Correspondente internacional da Rede Globo, um dos méritos de Anton relaciona-se ao extenso trabalho investigativo baseado em entrevistas inéditas, documentos oficiais e dezenas de cartas do próprio Mengele a amigos, familiares e pessoas próximas. Entre elas, uma ex-professora da jornalista que, secretamente, abrigou Mengele.

Arquivos do Mossad
“Das pesquisas que realizei fora do Brasil para escrever o livro destaco a que me propiciou acesso aos documentos do Mossad [agência de Inteligência de Israel]. São documentos sobre as caçadas aos nazistas. Como os papéis estavam em hebraico, consegui traduzi-los por meio de amigos em Israel e do diretor do Museu Judaico de Nova Iorque. A pesquisa envolveu muita persistência para chegar aos documentos e às pessoas envolvidas”, afirmou a jornalista.

Descendente de alemães e ligada à colônia em São Paulo, Anton teve entre suas motivações para escrever o livro o interesse em saber como a comunidade alemã lidou com a presença do médico nazista na cidade de São Paulo — a capital paulista também teve entre seus moradores outros militantes nazistas.

CONTEÚDO DOS DADOS =>
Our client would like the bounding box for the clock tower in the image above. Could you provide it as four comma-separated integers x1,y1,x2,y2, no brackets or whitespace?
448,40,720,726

DETALHES DA TAREFA =>
Reproduza o trecho sobre o livro de Anton começando em "Arquivos do Mossad" e seguindo até "afirmou a jornalista.", trocando "Nova Iorque" por "Nova York".

EXERCÍCIO CONCLUÍDO =>
Arquivos do Mossad
“Das pesquisas que realizei fora do Brasil para escrever o livro destaco a que me propiciou acesso aos documentos do Mossad [agência de Inteligência de Israel]. São documentos sobre as caçadas aos nazistas. Como os papéis estavam em hebraico, consegui traduzi-los por meio de amigos em Israel e do diretor do Museu Judaico de Nova York. A pesquisa envolveu muita persistência para chegar aos documentos e às pessoas envolvidas”, afirmou a jornalista.